### Set task:
Return all of the rows below unchanged, reproducing every line character for character.

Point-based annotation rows
-- Start --

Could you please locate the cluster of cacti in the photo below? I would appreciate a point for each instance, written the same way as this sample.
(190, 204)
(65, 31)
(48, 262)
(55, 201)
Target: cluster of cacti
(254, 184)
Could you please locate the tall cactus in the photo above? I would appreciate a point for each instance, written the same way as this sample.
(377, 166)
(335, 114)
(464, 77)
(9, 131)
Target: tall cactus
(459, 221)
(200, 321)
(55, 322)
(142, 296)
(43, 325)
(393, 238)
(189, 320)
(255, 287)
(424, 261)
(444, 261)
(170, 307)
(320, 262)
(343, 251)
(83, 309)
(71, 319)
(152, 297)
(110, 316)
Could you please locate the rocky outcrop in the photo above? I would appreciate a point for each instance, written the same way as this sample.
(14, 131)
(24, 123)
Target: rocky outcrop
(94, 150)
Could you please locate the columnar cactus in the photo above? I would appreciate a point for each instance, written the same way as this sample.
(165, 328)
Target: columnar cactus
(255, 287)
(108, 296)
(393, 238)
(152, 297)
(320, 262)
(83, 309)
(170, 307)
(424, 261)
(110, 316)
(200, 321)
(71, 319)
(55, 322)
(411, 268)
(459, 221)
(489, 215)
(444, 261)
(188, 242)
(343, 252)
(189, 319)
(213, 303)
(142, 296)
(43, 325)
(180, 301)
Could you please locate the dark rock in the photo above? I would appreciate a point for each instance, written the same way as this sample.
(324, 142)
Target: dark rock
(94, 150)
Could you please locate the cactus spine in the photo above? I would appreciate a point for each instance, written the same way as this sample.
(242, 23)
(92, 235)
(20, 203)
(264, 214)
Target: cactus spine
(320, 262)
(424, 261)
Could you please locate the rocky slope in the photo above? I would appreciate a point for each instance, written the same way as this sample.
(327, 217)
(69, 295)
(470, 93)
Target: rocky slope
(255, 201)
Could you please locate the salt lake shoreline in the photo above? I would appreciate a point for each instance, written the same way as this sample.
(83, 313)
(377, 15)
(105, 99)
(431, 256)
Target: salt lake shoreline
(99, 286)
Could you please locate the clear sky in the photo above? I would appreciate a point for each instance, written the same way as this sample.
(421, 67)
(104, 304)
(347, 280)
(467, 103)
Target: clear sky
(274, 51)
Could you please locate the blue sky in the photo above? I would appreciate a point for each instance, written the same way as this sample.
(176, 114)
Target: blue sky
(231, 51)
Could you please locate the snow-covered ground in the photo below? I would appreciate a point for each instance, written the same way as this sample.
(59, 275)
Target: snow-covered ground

-- End --

### Final result:
Could you please locate the cluster of cacti in the photo below? I would appreciate a point for each instance, written the same way as this sample.
(190, 204)
(65, 31)
(48, 262)
(55, 201)
Target: cluster of cacti
(254, 184)
Could you please locate the tall cactus in the photo above? I would appreciate a point for each instance, written the same way as this sample.
(377, 166)
(335, 114)
(464, 77)
(9, 131)
Target: tall cactus
(459, 221)
(200, 321)
(55, 322)
(142, 296)
(43, 325)
(393, 238)
(189, 320)
(255, 287)
(424, 261)
(444, 261)
(170, 307)
(320, 262)
(343, 251)
(83, 309)
(71, 319)
(152, 297)
(110, 316)
Could you please locate the rocky outcrop in the photo above? I would appreciate a point for each instance, written the same way as this sample.
(14, 131)
(24, 123)
Target: rocky outcrop
(94, 150)
Could you please locate the columnar cactus in the photo above? I would appreciate a point for each instance, written the same way as this sample.
(165, 328)
Target: columnar cactus
(255, 287)
(108, 296)
(393, 238)
(152, 297)
(320, 262)
(83, 309)
(170, 307)
(424, 261)
(110, 316)
(200, 321)
(71, 319)
(55, 322)
(411, 268)
(459, 221)
(489, 215)
(444, 261)
(188, 242)
(343, 252)
(189, 319)
(213, 303)
(142, 296)
(43, 325)
(180, 301)
Could you please locate the dark rock in the photo above? I would appreciate a point for each instance, written the same way as this sample.
(324, 142)
Target: dark rock
(94, 150)
Could you please locate the cactus spine in the photo above? I would appreciate a point for each instance, written the same way as this sample.
(242, 23)
(92, 235)
(20, 203)
(264, 214)
Target: cactus spine
(320, 262)
(424, 261)
Could you please locate the rocky slope in the photo above? I would appreciate a point for each instance, written the same way as this sample.
(327, 217)
(69, 295)
(470, 93)
Target: rocky slope
(255, 201)
Could you please locate the salt lake shoreline in the photo above? I would appreciate a point for each instance, written the same way as this sample.
(83, 313)
(377, 15)
(105, 99)
(431, 256)
Target: salt lake shoreline
(99, 286)
Could you please locate the clear sky in the photo above? I would appreciate a point for each instance, written the same way as this sample.
(421, 67)
(104, 304)
(347, 280)
(467, 103)
Target: clear sky
(274, 51)
Could you please locate the blue sky in the photo above? I would appreciate a point for each instance, written the same way as this sample.
(176, 114)
Target: blue sky
(231, 51)
Could you please locate the snow-covered ground in the photo below? I would appreciate a point for each instance, written the same way as this sample.
(59, 275)
Target: snow-covered ground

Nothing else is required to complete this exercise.